To do:
Would you output all the data exactly as it stands?

Collected data entries:
=== Section Start ===

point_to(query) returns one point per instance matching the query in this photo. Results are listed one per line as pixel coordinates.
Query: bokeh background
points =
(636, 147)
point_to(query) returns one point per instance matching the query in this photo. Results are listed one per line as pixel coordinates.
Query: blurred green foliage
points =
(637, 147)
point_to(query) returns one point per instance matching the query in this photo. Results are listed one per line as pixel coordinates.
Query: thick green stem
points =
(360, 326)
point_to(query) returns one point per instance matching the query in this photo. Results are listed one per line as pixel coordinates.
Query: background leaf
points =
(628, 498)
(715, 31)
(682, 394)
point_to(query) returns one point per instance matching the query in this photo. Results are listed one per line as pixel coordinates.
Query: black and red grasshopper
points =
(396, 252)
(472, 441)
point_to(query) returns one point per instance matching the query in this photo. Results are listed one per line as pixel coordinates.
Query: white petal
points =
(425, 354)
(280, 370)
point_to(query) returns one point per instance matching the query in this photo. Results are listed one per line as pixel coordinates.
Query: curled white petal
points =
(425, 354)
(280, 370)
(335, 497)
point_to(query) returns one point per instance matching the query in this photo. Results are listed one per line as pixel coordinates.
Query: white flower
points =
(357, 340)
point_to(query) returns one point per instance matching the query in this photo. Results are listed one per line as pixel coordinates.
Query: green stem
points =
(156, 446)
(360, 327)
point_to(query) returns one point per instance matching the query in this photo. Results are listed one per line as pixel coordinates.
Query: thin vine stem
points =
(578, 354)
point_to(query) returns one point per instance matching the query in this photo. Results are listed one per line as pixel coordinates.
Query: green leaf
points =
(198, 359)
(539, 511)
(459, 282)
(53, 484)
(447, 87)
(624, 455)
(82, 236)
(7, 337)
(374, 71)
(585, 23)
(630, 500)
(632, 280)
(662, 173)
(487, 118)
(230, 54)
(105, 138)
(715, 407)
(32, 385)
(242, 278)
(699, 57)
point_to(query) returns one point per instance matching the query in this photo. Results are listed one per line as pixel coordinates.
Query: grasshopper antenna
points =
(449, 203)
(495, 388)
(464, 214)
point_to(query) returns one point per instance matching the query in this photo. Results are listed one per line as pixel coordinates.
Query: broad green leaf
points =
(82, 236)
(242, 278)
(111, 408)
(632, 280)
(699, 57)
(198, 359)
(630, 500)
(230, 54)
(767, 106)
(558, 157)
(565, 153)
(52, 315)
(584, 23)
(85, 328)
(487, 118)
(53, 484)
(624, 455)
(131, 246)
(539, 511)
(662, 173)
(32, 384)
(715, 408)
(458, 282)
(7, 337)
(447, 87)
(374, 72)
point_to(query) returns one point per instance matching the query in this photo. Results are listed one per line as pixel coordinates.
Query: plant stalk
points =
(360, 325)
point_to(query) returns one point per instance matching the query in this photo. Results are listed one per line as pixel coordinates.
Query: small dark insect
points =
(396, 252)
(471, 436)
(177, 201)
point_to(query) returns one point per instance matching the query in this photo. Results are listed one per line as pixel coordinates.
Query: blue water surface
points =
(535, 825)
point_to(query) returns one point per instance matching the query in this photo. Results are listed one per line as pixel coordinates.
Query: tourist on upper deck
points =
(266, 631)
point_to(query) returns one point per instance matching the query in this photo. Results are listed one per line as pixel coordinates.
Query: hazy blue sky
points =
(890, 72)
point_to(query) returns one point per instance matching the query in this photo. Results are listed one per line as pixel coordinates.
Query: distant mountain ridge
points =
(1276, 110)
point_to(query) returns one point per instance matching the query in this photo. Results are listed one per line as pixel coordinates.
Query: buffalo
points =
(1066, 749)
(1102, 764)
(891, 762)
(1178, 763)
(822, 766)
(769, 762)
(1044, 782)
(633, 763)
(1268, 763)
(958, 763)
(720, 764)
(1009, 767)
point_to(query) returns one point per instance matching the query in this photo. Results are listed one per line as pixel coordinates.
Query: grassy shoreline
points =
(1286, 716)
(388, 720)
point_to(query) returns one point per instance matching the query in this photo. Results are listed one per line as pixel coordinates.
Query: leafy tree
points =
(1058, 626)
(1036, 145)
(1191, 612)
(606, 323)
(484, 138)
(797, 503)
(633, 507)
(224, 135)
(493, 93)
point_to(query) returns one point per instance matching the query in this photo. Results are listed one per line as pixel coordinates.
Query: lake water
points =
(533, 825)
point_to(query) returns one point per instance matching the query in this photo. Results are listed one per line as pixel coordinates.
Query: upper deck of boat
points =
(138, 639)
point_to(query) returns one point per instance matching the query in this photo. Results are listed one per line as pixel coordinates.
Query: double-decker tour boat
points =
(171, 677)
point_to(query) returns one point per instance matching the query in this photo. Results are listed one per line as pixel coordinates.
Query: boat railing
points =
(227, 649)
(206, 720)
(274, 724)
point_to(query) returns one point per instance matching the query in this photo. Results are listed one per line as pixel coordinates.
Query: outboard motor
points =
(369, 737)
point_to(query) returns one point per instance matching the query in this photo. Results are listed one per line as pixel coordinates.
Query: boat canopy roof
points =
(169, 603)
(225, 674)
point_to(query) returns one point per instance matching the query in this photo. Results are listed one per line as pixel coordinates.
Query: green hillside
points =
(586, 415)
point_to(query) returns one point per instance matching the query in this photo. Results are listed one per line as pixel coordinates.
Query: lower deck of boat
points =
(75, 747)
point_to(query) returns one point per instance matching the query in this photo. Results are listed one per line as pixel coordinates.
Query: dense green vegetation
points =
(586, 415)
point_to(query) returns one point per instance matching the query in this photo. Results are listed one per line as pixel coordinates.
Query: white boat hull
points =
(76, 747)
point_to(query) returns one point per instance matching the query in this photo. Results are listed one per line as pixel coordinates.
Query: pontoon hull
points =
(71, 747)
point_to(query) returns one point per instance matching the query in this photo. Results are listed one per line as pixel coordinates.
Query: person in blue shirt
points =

=== Section End ===

Expected output:
point_to(query) returns one point per instance matching the query in this photo. Results are listed one per line as pixel coordinates.
Query: bokeh background
points =
(636, 147)
point_to(query) returns one point per instance matching the query in this photo. Results are listed one per line as pixel coordinates.
Query: blurred green foliage
points =
(637, 147)
point_to(query) returns one point per instance matching the query in this photo. Results are listed one per line as pixel coordinates.
Query: thick green stem
points =
(360, 326)
point_to(query) returns one point per instance matching the query in this photo. Results are listed one per line as pixel coordinates.
Query: background leaf
points =
(628, 498)
(715, 31)
(682, 394)
point_to(query) returns one point per instance matching the query in this photo. Results are listed one per line as pixel coordinates.
Query: black and red grasshopper
points =
(396, 252)
(472, 441)
point_to(query) returns one point per instance matching the query in this photo. Results are listed one per line as pixel coordinates.
Query: white petal
points =
(425, 354)
(280, 370)
point_to(query) returns one point per instance matching the query in this photo. Results are listed one per line as pixel coordinates.
Query: curled white petal
points =
(425, 354)
(280, 370)
(335, 497)
point_to(query) returns one point per instance matching the query in this photo. Results are listed one per line as pixel coordinates.
Query: white flower
points =
(357, 340)
point_to(query) returns one point per instance matching the query in this photo. Results are listed one per line as pixel coordinates.
Query: green stem
points =
(156, 446)
(360, 327)
point_to(query) returns one point per instance matching the query in this photo. Results are listed one per line as pixel coordinates.
Query: thin vine stem
points =
(578, 354)
point_to(query) returns one point per instance matching the query in this photo. Results are listed one per line as pixel coordinates.
Query: green leaf
points =
(198, 359)
(539, 511)
(459, 282)
(53, 484)
(447, 87)
(624, 455)
(82, 236)
(7, 337)
(374, 71)
(585, 23)
(630, 500)
(632, 280)
(662, 173)
(487, 118)
(230, 54)
(105, 138)
(715, 407)
(32, 385)
(242, 278)
(699, 57)
point_to(query) returns one point per instance matching the query in this photo. Results are listed one per line as pixel coordinates.
Query: grasshopper antenna
points =
(449, 203)
(495, 388)
(464, 214)
point_to(query) returns one point per instance matching the query in this photo. Results are listed one per line as pixel coordinates.
Query: broad green leaf
points =
(82, 236)
(242, 278)
(111, 408)
(632, 280)
(699, 57)
(198, 359)
(630, 500)
(230, 54)
(767, 106)
(558, 157)
(565, 153)
(52, 315)
(584, 23)
(85, 328)
(487, 118)
(53, 484)
(624, 455)
(131, 246)
(539, 511)
(662, 173)
(32, 384)
(715, 408)
(458, 282)
(7, 337)
(447, 87)
(374, 72)
point_to(query) returns one point per instance matching the query in this photo. Results are listed one per line as pixel coordinates.
Query: plant stalk
points =
(360, 325)
point_to(query) returns one point per instance matching the query in this photo. Results are listed one per line as pixel coordinates.
Query: small dark insect
points =
(396, 252)
(471, 436)
(177, 201)
point_to(query) returns one point per instance matching the query in this photo. Results are listed one per line as pixel coordinates.
Query: blue water surface
points =
(535, 825)
point_to(query) returns one point per instance matching the query in this photo. Results are listed one per line as pixel coordinates.
Query: tourist on upper deck
points =
(266, 631)
point_to(query) returns one point per instance matching the query in this photo. Results are listed one per line as pixel coordinates.
Query: hazy blue sky
points =
(890, 72)
point_to(query) returns one point per instance matching the query in this photo. Results are listed one per line as pixel coordinates.
Query: distant mountain ridge
points =
(1276, 110)
point_to(query) returns one point per instance matching the query in this photo. Results are listed one per line as pixel coordinates.
Query: buffalo
points =
(1066, 749)
(1102, 764)
(891, 762)
(1178, 763)
(822, 766)
(769, 762)
(1044, 782)
(633, 763)
(1268, 763)
(958, 763)
(720, 764)
(1009, 767)
point_to(query) returns one point per instance matching the query in this photo. Results are listed one per line as pixel coordinates.
Query: grassy shoreline
points =
(1286, 716)
(388, 720)
point_to(query) returns one point per instance matching the query in this photo. Results are listed one per line as pixel coordinates.
Query: leafy tree
points =
(1058, 626)
(1036, 145)
(1191, 612)
(606, 323)
(484, 138)
(797, 503)
(633, 507)
(224, 135)
(493, 93)
point_to(query) returns one point per instance matching the query in this photo. Results are listed one per line as pixel coordinates.
Query: lake water
points =
(533, 825)
point_to(query) returns one point per instance matching the query in this photo. Results are listed one per line as pixel coordinates.
Query: upper deck of boat
points =
(138, 639)
point_to(query) returns one point per instance matching the query in this photo. Results are listed one per line as pixel coordinates.
Query: double-decker tour boat
points =
(171, 677)
point_to(query) returns one point per instance matching the query in this photo. Results are listed one per line as pixel coordinates.
Query: boat railing
points =
(227, 649)
(206, 720)
(274, 724)
point_to(query) returns one point per instance matching the query in this photo. Results are listed one per line as pixel coordinates.
Query: outboard motor
points =
(369, 737)
point_to(query) returns one point per instance matching the query in this photo. Results are listed one per line as pixel coordinates.
Query: boat canopy roof
points =
(169, 603)
(225, 674)
point_to(query) returns one point per instance matching the query in this photo. Results are listed one per line as pixel coordinates.
Query: green hillside
points =
(586, 415)
point_to(query) returns one point per instance matching the query in this photo. Results are listed one per line as pixel coordinates.
Query: lower deck of boat
points =
(75, 747)
point_to(query) returns one point per instance matching the query in this photo. Results are listed one per line as pixel coordinates.
Query: dense green vegetation
points =
(586, 415)
point_to(query) returns one point per instance matching the query in this photo. Results are listed one per line as pixel coordinates.
Query: white boat hull
points =
(76, 747)
point_to(query) returns one point per instance matching the query in this photo. Results are listed one per line as pixel coordinates.
Query: pontoon hull
points =
(71, 747)
point_to(query) returns one point per instance matching the query in this photo. Results are listed one per line as pixel coordinates.
Query: person in blue shirt
points =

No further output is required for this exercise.